PROBLEM: Reproduce verbatim the final portion of the material below, from the line containing "Task: for the greenhouse-bench survey, tag the silver" through its last line, and nothing else.

-------- INPUT MATERIAL

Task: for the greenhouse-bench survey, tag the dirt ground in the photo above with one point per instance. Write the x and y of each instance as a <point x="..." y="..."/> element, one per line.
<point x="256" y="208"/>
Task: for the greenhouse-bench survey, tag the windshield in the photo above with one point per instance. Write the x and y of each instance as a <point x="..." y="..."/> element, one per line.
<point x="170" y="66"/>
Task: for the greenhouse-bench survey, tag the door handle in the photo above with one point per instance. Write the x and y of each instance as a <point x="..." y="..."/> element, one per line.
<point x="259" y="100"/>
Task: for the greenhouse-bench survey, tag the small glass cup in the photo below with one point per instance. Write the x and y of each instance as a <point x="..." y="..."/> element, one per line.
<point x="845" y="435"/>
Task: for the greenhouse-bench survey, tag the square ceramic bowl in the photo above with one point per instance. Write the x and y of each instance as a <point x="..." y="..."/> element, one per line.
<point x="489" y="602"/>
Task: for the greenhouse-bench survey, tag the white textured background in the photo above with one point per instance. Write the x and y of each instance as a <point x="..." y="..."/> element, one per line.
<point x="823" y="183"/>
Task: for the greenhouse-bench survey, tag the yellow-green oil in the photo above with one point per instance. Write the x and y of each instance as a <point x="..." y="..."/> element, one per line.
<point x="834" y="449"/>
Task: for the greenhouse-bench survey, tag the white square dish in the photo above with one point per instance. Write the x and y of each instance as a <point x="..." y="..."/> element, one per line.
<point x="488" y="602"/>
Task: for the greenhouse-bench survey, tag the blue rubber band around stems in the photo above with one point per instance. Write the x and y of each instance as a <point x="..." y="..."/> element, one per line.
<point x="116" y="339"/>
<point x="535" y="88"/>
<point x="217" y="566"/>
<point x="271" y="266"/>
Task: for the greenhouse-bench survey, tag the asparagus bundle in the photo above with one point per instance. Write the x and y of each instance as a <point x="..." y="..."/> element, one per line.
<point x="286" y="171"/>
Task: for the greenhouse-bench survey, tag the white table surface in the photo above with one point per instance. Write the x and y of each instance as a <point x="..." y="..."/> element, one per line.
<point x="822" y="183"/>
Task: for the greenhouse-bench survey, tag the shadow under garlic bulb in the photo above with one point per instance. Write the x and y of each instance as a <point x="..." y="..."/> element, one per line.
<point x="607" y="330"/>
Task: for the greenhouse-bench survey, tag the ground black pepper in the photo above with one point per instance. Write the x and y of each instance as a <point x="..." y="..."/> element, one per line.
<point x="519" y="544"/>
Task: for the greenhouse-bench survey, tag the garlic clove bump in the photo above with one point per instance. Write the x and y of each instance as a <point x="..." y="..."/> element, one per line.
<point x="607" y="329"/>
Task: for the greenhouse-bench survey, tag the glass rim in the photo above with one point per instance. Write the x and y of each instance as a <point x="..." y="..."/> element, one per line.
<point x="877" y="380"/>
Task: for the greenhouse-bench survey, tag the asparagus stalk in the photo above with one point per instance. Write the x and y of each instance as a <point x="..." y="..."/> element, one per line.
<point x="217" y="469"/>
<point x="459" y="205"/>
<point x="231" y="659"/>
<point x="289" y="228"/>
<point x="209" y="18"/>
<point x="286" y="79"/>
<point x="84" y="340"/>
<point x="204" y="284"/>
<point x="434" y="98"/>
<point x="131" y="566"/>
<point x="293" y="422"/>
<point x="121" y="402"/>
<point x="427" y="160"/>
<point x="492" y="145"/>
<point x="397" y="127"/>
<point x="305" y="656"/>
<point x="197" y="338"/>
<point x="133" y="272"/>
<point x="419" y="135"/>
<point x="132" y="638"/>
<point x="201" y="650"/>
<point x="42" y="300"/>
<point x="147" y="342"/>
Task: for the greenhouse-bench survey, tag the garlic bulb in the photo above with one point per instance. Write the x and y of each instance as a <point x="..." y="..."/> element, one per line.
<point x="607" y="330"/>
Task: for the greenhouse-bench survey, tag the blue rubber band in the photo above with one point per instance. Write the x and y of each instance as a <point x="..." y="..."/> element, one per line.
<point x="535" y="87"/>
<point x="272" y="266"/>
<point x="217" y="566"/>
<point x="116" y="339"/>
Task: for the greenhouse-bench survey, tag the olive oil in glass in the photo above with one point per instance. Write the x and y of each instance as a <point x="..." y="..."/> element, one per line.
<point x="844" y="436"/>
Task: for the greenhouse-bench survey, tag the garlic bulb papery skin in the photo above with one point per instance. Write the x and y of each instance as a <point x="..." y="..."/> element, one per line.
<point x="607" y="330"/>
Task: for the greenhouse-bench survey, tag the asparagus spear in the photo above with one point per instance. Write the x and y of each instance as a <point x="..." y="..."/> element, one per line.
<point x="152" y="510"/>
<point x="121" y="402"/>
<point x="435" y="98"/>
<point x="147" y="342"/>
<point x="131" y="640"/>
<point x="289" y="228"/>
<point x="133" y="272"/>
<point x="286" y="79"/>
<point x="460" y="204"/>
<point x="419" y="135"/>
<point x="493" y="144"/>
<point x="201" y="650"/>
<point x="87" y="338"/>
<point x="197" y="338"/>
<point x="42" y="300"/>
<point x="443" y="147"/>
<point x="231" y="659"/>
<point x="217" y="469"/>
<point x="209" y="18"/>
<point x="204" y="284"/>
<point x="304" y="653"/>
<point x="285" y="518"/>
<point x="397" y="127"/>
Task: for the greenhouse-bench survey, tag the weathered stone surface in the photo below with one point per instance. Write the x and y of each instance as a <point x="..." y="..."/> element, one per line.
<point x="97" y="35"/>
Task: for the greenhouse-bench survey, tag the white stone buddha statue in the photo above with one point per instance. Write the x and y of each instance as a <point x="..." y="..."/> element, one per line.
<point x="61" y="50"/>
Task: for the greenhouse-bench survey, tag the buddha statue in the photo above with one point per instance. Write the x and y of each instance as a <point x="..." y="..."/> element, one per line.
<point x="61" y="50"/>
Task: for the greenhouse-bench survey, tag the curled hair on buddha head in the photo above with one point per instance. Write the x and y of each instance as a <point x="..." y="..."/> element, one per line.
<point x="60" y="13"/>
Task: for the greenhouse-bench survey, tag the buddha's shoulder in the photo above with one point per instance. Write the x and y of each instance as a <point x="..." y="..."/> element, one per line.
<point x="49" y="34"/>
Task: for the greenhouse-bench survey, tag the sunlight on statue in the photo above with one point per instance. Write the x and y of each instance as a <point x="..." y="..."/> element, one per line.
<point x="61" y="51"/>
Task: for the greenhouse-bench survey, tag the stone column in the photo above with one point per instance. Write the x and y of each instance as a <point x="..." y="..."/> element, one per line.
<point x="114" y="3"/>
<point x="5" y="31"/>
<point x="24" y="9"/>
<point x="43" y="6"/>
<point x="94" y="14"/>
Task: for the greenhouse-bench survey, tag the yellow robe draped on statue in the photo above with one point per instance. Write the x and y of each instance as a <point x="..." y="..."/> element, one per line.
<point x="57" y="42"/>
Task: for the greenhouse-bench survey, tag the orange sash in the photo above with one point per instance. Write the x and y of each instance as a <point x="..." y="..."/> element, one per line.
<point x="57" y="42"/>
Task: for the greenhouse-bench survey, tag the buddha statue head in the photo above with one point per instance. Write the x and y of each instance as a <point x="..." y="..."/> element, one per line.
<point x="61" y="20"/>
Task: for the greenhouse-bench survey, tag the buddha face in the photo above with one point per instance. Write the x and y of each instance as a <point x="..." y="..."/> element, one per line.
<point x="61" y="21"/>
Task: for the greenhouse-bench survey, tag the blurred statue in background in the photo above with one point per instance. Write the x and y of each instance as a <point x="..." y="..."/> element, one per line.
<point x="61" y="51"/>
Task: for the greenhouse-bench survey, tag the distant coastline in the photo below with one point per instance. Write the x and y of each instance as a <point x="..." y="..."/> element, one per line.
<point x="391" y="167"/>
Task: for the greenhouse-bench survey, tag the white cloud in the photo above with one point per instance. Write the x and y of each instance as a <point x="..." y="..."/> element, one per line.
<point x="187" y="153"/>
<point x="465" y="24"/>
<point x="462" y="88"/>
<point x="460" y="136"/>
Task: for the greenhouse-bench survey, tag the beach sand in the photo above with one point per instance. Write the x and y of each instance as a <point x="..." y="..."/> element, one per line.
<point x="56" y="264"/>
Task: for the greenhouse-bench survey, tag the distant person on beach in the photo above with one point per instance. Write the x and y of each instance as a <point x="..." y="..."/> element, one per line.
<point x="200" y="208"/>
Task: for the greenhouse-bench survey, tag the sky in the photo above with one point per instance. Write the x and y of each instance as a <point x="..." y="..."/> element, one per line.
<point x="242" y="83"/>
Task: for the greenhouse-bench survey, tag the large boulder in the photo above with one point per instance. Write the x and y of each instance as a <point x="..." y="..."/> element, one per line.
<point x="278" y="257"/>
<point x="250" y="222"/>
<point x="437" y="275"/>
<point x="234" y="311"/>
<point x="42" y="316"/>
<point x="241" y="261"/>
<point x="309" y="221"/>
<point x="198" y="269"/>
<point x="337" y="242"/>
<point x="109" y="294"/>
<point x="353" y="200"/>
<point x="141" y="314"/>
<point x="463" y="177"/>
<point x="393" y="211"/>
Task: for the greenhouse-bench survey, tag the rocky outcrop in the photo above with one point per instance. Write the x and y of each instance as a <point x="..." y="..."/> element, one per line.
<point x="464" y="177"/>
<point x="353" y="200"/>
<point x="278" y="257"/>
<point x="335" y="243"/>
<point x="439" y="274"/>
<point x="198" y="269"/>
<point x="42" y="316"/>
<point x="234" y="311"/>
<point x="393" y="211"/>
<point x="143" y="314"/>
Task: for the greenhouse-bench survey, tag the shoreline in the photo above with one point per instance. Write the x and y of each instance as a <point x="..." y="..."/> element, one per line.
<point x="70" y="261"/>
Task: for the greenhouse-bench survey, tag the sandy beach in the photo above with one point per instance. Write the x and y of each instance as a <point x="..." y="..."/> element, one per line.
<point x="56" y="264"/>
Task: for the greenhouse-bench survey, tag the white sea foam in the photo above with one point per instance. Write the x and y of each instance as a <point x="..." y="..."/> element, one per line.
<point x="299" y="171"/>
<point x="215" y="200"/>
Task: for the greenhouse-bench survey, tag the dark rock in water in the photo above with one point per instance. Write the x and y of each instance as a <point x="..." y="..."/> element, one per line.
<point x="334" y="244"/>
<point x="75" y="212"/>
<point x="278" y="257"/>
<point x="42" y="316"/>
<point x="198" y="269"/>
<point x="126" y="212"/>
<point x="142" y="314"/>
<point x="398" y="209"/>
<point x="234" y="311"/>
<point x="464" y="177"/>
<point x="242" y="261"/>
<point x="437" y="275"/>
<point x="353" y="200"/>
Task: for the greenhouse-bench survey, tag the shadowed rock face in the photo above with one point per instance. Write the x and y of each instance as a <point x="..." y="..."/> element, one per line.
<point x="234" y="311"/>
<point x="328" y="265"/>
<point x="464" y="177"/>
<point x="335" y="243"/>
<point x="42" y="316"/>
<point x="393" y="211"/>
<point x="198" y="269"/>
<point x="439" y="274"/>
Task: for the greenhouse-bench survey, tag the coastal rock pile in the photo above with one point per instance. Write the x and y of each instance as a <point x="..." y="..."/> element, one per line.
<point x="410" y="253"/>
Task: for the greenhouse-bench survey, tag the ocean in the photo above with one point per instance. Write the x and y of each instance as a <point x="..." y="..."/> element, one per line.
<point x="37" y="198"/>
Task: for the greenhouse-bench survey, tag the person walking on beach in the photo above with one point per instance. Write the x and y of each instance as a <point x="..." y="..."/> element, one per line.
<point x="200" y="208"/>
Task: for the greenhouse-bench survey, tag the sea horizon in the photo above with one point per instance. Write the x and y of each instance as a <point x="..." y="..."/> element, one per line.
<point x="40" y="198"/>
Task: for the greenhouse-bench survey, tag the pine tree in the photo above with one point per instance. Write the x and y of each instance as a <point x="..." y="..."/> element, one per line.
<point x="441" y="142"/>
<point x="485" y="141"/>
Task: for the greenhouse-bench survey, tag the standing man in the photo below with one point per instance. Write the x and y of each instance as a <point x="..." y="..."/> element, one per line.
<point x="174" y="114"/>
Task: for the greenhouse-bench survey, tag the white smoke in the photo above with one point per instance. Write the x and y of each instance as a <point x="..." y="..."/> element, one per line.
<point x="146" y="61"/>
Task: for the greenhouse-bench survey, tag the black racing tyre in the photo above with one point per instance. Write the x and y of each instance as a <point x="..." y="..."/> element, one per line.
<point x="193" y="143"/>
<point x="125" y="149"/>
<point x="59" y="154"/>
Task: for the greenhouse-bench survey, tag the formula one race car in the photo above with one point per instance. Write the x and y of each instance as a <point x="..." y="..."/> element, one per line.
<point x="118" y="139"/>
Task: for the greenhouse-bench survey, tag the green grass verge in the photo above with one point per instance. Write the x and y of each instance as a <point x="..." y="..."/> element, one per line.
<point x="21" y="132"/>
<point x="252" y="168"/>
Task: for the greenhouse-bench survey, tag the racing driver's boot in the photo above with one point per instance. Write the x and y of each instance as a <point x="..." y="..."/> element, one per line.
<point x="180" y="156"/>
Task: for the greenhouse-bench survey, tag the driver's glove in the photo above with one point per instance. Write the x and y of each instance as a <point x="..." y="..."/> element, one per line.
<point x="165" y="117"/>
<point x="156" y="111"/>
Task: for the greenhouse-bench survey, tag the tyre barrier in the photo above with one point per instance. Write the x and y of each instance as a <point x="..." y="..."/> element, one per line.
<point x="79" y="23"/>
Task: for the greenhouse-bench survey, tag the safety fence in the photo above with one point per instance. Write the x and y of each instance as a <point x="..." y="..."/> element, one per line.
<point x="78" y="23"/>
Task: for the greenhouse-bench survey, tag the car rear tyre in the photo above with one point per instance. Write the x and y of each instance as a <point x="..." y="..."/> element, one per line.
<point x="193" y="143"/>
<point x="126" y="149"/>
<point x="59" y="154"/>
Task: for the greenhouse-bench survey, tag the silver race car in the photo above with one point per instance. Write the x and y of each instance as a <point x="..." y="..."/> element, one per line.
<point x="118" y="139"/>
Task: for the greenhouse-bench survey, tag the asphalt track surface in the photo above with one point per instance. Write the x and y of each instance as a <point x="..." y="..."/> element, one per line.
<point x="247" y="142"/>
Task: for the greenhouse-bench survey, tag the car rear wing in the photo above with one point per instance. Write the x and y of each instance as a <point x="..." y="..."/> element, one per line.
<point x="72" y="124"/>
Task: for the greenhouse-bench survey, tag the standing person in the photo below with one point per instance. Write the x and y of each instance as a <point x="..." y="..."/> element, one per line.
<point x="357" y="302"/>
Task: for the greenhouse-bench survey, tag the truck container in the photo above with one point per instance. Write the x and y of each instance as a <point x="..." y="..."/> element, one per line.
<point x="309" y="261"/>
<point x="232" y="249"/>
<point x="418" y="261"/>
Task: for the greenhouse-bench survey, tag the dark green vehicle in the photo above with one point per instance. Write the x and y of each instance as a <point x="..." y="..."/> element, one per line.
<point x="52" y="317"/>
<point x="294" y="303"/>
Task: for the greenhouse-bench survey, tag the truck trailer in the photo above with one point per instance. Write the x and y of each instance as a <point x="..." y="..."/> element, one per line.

----------------

FULL SOLUTION:
Task: for the greenhouse-bench survey, tag the silver race car in the photo above with one point per instance. Write the x and y of each instance as a <point x="..." y="..."/> element, one per line.
<point x="118" y="139"/>
Task: for the greenhouse-bench survey, tag the asphalt track surface in the photo above with one point per instance. Write the x and y of each instance as a <point x="..." y="..."/> element, one per line.
<point x="247" y="142"/>
Task: for the greenhouse-bench survey, tag the car rear wing in the photo above with one point per instance. Write the x and y of each instance as a <point x="..." y="..."/> element, one per line.
<point x="72" y="124"/>
Task: for the greenhouse-bench survey, tag the standing person in the photo below with one point per instance. Write the x and y of each instance as a <point x="..." y="..."/> element, one per line.
<point x="357" y="302"/>
Task: for the greenhouse-bench survey, tag the truck container in the photo above with one point per instance. Write the x and y of each instance as a <point x="..." y="..."/> element, one per line.
<point x="309" y="261"/>
<point x="232" y="249"/>
<point x="418" y="261"/>
Task: for the greenhouse-bench survey, tag the dark green vehicle in the photo above with one point per instance. Write the x and y of each instance as a <point x="..." y="..."/> element, one per line.
<point x="52" y="317"/>
<point x="294" y="303"/>
Task: for the greenhouse-bench survey, tag the truck trailer in the photo above with one point per instance. Write the x and y of each instance as a <point x="..." y="..."/> element, one per line.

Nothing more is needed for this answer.